JOB 1
Print everything in the slingshot hunting thread from "hey guys i may" down to "(May 9, 2020)".

TEXT
-- Begin --
# SSB For hunting



## DragonEyeShooter1 (May 14, 2020)

hey guys i may have just missed our overlooked here in this thread but would anyone be able to tell me if if the Simple Shot Black is good for hunting? I have a roll of .7 and have a band set cut 3/4x1/2 tapered at 7" for a 32" cheekbone anchor draw. I have some pest problems on my game plot and biggest thing I'm looking to take is maybe a ****, probly mostly squirrels. I'm shooting 3/8" steelies but i have some 1/2" daisy marbles too, could probly get ahold of some lead sinkers or shot if i can talk my stepfather into taking apart a shell


----------



## AppalachianFlipShooter (May 9, 2020)

.7 can be used for hunting, but it's a little light for something the size or a raccoon. You may wanna double it up or go to 1 1/2 to 1 taper

Sent from my SM-N986U using Tapatalk


----------



## DragonEyeShooter1 (May 14, 2020)

Sweet thank you! I think I'll take your advice and go ahead and double the current set and make an extra double set with a bigger taper that way i can either use them solo or doubled, I'll do some thorough testing before i take them out but i don't have a crony yet so it's hard to tell how fast things are really going, the 3/8" definitely clips out pretty quick with the current set up but again i was unsure and even though they're pests i don't want to hurt them


----------



## Ibojoe (Mar 13, 2016)

I agree. I'd make those a bit larger but I've never taken a **** with short bands, always butterfly. But for squirrel I would say at least 
7/8 to 5/8 with 7/16 steel. It really packs a punch. Be sure to keep your bands warm until the shot. Good luck.


----------



## Island made (Aug 14, 2019)

Ibojoe said:


> I agree. I'd make those a bit larger but I've never taken a **** with short bands, always butterfly. But for squirrel I would say at least
> 7/8 to 5/8 with 7/16 steel. It really packs a punch. Be sure to keep your bands warm until the shot. Good luck.


What Joe And AFS said...definitely go bigger than 3/8" steel. I (like joe) like 7/16 steel, it packs a big punch and still penetrates. As for *****...the ***** I've taken are with butter bands and BIG steel.


----------



## Reed Lukens (Aug 16, 2020)
-- End --
DATASET RECORDS
-- Begin --
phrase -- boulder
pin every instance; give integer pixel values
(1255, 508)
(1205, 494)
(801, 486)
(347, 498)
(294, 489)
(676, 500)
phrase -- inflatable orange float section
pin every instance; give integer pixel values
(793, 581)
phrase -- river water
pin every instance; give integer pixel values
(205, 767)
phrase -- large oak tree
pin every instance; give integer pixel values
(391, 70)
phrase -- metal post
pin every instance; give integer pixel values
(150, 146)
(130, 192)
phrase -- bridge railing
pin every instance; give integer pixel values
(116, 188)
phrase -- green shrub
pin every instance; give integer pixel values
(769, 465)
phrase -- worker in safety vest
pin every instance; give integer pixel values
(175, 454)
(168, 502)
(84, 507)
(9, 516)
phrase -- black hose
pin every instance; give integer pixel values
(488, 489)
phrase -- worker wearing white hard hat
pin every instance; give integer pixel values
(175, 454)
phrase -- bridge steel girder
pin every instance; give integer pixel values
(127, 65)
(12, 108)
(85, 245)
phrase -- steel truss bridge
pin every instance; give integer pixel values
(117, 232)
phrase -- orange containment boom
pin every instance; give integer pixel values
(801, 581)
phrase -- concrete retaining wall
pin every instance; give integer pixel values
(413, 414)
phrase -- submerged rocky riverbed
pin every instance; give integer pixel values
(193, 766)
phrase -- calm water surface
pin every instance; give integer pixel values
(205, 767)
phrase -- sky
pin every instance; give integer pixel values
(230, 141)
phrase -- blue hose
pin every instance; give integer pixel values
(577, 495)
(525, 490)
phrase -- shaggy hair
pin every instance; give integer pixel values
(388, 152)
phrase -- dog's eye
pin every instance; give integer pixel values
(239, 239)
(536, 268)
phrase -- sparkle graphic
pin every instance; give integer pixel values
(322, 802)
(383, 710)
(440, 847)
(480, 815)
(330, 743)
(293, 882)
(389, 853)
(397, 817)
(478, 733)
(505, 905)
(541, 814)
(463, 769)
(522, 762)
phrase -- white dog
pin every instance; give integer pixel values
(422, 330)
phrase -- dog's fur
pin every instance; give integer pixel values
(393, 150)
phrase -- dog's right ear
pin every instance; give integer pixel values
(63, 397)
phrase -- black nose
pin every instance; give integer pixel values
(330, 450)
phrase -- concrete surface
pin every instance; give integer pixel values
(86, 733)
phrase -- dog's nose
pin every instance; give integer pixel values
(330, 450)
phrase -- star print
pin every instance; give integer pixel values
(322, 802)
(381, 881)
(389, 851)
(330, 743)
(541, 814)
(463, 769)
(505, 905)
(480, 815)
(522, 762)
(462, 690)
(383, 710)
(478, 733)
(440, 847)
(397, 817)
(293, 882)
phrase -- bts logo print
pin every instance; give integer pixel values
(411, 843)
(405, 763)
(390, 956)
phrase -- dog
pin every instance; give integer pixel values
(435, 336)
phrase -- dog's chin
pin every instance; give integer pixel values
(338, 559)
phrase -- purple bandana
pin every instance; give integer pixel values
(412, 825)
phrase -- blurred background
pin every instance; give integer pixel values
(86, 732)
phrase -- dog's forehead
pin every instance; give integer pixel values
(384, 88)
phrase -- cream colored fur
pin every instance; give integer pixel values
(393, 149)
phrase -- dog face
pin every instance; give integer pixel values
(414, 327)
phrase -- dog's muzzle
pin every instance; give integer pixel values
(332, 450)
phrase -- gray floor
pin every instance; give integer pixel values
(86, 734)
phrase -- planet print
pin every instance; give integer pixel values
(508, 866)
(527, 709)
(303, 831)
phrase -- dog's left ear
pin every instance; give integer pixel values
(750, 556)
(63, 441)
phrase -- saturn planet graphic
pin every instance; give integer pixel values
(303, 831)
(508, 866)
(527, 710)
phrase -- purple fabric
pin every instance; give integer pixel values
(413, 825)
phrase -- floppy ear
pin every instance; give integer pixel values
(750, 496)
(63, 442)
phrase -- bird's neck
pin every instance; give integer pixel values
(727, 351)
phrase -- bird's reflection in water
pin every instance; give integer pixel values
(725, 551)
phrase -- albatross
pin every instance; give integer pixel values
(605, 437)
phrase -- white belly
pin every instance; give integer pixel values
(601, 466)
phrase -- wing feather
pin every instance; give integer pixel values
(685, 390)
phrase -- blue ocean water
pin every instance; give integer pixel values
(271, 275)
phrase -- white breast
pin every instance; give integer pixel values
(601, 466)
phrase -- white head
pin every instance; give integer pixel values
-- End --
JOB 2
Turn everything in the listing, from the line containing "phrase -- gray floor" down to the end of the listing, into a Markdown table with the columns Row and Line, leaving out blank lines.

CORRECT RESPONSE 1
hey guys i may have just missed our overlooked here in this thread but would anyone be able to tell me if if the Simple Shot Black is good for hunting? I have a roll of .7 and have a band set cut 3/4x1/2 tapered at 7" for a 32" cheekbone anchor draw. I have some pest problems on my game plot and biggest thing I'm looking to take is maybe a ****, probly mostly squirrels. I'm shooting 3/8" steelies but i have some 1/2" daisy marbles too, could probly get ahold of some lead sinkers or shot if i can talk my stepfather into taking apart a shell


----------



## AppalachianFlipShooter (May 9, 2020)

CORRECT RESPONSE 2
| Row | Line |
|---|---|
| 1 | phrase -- gray floor |
| 2 | pin every instance; give integer pixel values |
| 3 | (86, 734) |
| 4 | phrase -- planet print |
| 5 | pin every instance; give integer pixel values |
| 6 | (508, 866) |
| 7 | (527, 709) |
| 8 | (303, 831) |
| 9 | phrase -- dog's left ear |
| 10 | pin every instance; give integer pixel values |
| 11 | (750, 556) |
| 12 | (63, 441) |
| 13 | phrase -- saturn planet graphic |
| 14 | pin every instance; give integer pixel values |
| 15 | (303, 831) |
| 16 | (508, 866) |
| 17 | (527, 710) |
| 18 | phrase -- purple fabric |
| 19 | pin every instance; give integer pixel values |
| 20 | (413, 825) |
| 21 | phrase -- floppy ear |
| 22 | pin every instance; give integer pixel values |
| 23 | (750, 496) |
| 24 | (63, 442) |
| 25 | phrase -- bird's neck |
| 26 | pin every instance; give integer pixel values |
| 27 | (727, 351) |
| 28 | phrase -- bird's reflection in water |
| 29 | pin every instance; give integer pixel values |
| 30 | (725, 551) |
| 31 | phrase -- albatross |
| 32 | pin every instance; give integer pixel values |
| 33 | (605, 437) |
| 34 | phrase -- white belly |
| 35 | pin every instance; give integer pixel values |
| 36 | (601, 466) |
| 37 | phrase -- wing feather |
| 38 | pin every instance; give integer pixel values |
| 39 | (685, 390) |
| 40 | phrase -- blue ocean water |
| 41 | pin every instance; give integer pixel values |
| 42 | (271, 275) |
| 43 | phrase -- white breast |
| 44 | pin every instance; give integer pixel values |
| 45 | (601, 466) |
| 46 | phrase -- white head |
| 47 | pin every instance; give integer pixel values |